→ Directive: Quote every line below exactly and skip any picture.

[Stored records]

╔══

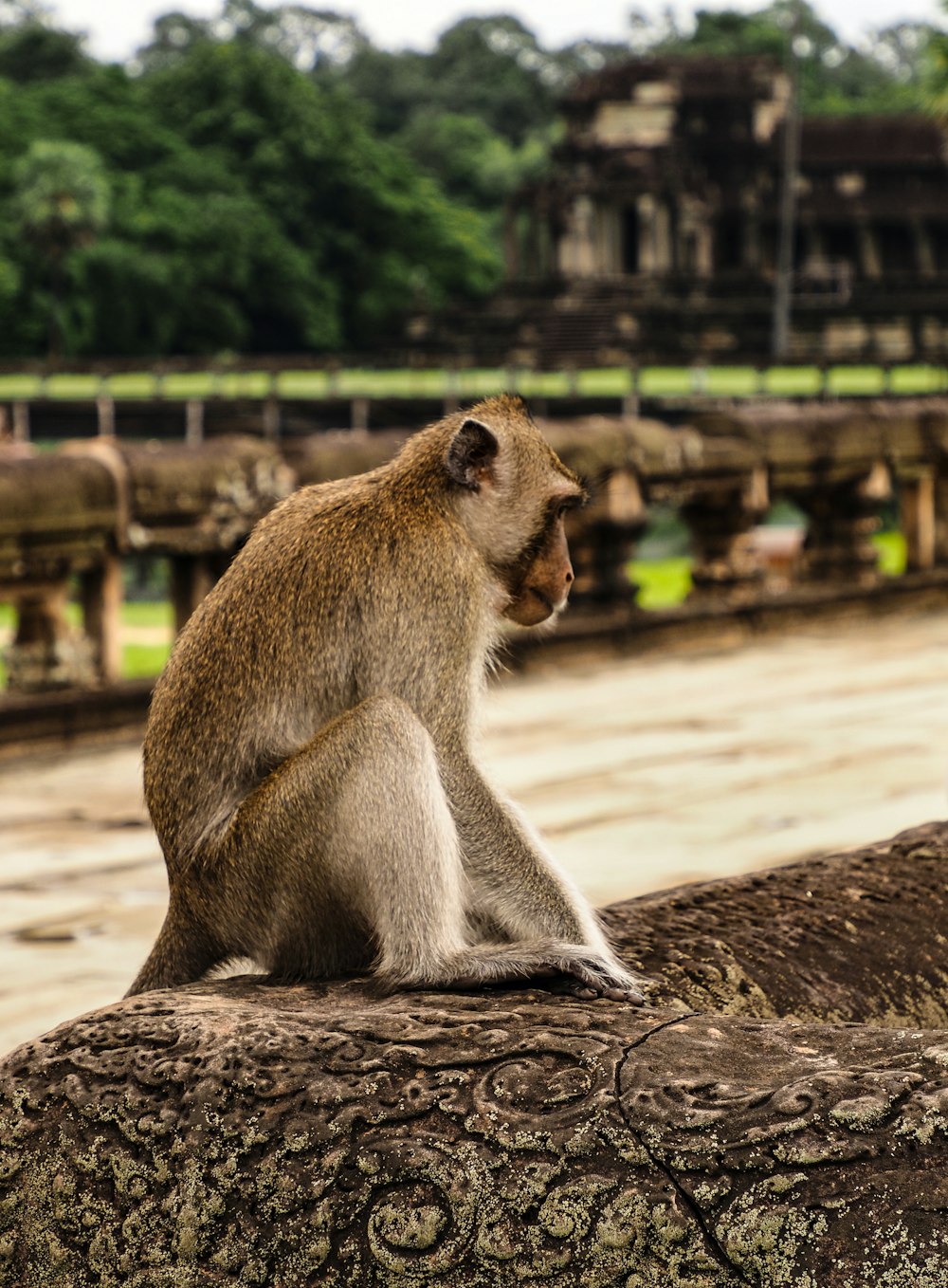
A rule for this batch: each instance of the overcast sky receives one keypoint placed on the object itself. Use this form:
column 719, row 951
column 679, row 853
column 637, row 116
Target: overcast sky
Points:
column 118, row 28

╚══

→ Exercise result:
A rule for this batch: each instance of the overcast sky receives one keypoint placed on the object itself. Use this form:
column 719, row 951
column 679, row 853
column 637, row 116
Target: overcast sky
Points:
column 118, row 28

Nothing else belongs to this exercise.